[EXERCISE INSTRUCTIONS]
Copy the records below word for word, from the first line through the line that contains "Target: large rock", and leave out any pictures.

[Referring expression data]
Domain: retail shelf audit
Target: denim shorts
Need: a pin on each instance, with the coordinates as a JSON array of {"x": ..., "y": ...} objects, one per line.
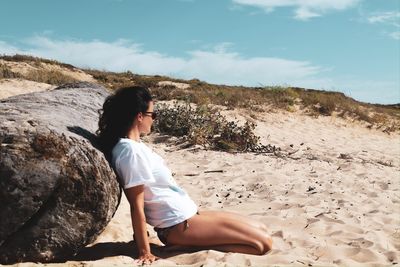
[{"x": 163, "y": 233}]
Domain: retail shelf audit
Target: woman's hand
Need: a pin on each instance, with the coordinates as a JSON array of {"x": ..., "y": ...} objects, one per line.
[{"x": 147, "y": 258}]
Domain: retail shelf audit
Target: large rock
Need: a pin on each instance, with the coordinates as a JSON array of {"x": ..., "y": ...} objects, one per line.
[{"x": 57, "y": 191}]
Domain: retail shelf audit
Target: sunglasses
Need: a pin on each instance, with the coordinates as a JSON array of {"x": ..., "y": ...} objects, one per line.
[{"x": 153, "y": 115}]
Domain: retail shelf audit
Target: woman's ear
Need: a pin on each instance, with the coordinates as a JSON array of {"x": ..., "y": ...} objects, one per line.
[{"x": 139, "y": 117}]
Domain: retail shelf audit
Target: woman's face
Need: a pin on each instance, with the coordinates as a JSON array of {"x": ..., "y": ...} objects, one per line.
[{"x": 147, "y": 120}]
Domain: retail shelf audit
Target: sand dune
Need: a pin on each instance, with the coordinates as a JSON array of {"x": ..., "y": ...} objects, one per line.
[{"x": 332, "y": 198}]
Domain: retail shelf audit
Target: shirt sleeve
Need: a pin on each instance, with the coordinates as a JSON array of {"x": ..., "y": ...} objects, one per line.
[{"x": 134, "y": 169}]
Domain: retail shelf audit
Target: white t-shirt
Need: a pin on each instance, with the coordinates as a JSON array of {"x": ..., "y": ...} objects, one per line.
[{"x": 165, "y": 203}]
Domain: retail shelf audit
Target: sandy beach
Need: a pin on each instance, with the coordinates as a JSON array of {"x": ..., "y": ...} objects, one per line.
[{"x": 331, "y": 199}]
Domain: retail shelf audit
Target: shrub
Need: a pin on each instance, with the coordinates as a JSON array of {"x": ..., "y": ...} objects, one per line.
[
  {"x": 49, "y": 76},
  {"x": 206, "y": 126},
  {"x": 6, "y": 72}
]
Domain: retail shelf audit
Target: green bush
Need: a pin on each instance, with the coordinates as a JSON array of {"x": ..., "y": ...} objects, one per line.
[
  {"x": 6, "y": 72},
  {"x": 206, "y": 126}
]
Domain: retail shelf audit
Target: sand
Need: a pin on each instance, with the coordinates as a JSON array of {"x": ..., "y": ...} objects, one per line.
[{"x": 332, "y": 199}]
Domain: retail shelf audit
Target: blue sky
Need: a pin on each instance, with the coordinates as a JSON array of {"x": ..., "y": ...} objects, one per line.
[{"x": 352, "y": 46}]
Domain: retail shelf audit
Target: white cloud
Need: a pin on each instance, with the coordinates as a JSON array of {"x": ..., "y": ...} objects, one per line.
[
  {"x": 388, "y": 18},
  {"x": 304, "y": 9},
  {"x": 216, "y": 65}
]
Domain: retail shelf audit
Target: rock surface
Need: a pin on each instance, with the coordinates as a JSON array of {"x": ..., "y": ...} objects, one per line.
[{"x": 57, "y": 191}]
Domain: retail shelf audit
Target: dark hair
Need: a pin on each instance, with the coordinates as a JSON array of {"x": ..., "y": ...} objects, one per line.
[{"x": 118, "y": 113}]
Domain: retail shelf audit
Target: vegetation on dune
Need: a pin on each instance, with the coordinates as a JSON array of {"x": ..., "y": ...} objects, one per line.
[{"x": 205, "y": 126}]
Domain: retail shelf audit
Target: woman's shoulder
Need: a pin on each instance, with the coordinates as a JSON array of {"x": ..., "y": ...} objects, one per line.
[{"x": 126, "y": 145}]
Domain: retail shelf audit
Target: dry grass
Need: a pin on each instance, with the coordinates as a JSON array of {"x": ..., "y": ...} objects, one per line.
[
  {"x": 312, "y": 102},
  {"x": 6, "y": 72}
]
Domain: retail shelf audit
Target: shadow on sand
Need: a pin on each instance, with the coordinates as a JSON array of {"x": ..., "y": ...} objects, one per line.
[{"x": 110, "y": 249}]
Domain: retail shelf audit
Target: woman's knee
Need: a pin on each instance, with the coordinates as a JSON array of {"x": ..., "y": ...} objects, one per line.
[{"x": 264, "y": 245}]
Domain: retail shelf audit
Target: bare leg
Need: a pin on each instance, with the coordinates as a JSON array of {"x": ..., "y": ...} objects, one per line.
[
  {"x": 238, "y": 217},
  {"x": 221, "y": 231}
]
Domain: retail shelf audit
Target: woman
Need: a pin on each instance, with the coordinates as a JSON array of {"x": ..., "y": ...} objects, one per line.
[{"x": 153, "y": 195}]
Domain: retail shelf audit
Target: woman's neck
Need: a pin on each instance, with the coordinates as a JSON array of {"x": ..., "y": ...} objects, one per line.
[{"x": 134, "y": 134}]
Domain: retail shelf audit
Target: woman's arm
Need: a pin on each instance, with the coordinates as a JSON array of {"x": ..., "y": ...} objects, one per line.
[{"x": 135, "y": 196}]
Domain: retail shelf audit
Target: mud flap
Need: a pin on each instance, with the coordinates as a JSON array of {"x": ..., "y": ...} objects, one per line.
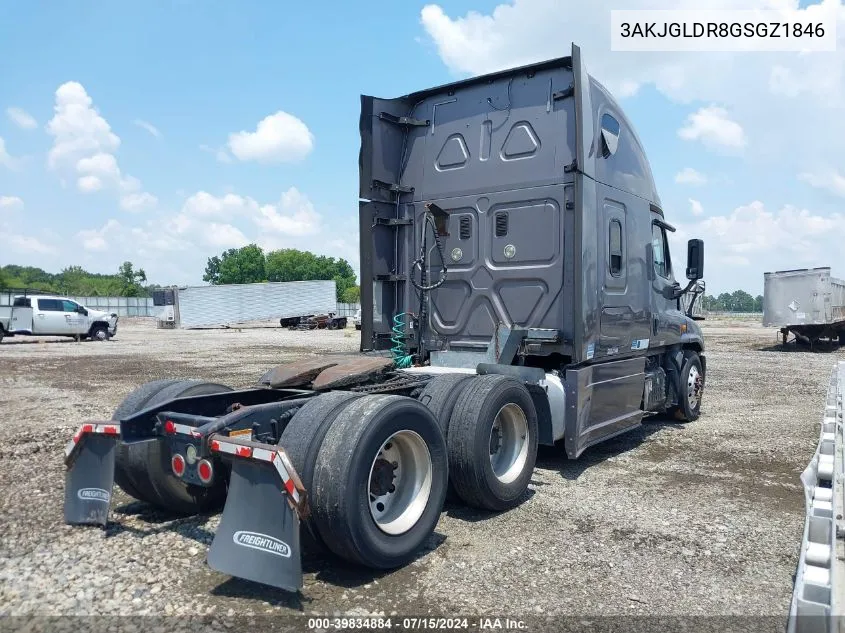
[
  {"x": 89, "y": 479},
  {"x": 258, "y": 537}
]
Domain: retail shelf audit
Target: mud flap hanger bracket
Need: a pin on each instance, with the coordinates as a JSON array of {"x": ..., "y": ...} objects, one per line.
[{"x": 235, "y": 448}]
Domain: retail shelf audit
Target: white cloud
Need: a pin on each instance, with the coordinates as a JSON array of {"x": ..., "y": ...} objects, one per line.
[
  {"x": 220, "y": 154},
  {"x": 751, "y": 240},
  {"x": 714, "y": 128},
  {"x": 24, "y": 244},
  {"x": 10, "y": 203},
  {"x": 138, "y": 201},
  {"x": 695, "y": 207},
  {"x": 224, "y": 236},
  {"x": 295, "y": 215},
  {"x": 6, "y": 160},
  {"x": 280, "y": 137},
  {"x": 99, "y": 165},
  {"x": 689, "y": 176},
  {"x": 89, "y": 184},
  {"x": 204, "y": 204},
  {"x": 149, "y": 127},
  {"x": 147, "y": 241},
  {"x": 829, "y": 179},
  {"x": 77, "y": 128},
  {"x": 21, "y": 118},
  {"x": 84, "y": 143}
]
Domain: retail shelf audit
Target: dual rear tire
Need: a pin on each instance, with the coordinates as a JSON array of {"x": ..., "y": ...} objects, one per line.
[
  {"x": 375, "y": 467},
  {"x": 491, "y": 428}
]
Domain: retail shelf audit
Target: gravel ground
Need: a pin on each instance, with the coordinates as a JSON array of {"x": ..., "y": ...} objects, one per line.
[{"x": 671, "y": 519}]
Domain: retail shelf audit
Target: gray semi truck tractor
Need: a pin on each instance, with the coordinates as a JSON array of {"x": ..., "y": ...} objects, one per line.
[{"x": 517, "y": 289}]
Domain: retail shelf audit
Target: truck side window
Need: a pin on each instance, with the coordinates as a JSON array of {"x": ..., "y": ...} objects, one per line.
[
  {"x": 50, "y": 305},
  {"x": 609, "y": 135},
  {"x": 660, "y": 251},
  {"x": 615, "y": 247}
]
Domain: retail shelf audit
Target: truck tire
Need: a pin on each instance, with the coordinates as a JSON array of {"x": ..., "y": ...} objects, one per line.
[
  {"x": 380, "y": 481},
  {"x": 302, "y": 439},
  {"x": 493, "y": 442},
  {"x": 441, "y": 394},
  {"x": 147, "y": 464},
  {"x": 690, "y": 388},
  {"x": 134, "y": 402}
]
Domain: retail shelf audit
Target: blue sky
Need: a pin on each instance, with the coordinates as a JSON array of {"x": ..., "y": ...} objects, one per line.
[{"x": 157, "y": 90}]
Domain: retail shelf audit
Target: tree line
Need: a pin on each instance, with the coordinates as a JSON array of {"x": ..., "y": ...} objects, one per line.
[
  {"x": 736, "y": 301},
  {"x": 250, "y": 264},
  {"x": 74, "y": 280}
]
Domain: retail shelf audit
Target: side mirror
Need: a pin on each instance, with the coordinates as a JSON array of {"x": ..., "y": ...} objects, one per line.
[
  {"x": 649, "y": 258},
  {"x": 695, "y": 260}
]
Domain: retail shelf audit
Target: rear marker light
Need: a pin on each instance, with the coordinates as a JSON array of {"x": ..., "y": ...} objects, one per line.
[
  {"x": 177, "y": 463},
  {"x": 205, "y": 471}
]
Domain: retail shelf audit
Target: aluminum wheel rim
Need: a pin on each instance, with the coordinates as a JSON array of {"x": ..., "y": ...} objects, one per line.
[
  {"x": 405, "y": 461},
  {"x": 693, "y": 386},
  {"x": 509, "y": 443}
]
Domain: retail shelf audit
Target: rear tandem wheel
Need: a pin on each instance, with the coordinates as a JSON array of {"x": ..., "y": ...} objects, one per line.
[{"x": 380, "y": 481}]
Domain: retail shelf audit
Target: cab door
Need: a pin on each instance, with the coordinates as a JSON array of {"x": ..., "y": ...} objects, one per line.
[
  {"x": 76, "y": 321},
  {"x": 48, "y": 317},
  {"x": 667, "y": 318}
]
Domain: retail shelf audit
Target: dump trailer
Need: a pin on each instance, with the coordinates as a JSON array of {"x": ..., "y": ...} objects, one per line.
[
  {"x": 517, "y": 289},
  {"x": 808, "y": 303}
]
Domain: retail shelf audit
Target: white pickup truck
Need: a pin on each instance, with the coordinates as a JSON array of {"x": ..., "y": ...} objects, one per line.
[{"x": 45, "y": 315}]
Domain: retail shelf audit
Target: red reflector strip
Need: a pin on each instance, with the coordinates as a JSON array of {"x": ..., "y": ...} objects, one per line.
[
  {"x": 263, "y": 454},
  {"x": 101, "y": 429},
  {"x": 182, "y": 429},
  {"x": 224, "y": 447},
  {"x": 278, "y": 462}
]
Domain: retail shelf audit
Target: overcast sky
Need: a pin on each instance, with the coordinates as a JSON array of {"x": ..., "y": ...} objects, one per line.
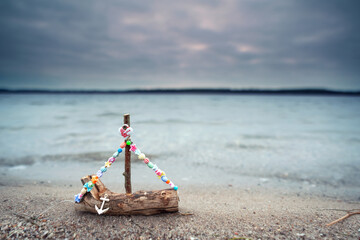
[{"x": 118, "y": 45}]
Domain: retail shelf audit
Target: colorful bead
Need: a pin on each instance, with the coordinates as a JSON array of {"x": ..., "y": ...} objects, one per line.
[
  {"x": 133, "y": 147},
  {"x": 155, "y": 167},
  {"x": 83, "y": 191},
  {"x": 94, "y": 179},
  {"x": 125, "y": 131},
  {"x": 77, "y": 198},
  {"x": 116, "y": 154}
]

[EXERCISE RESULT]
Domain: retail shelf audit
Target: denim shorts
Need: a pin on each instance, with the coordinates as a JSON array of {"x": ..., "y": ...} objects, one per line.
[{"x": 163, "y": 233}]
Domain: retail shelf audit
Target: woman's hand
Need: a pin on each instance, with the coordinates as a JSON array of {"x": ..., "y": ...} objects, one per line.
[{"x": 147, "y": 258}]
Domain: retail shelf audit
Target: large rock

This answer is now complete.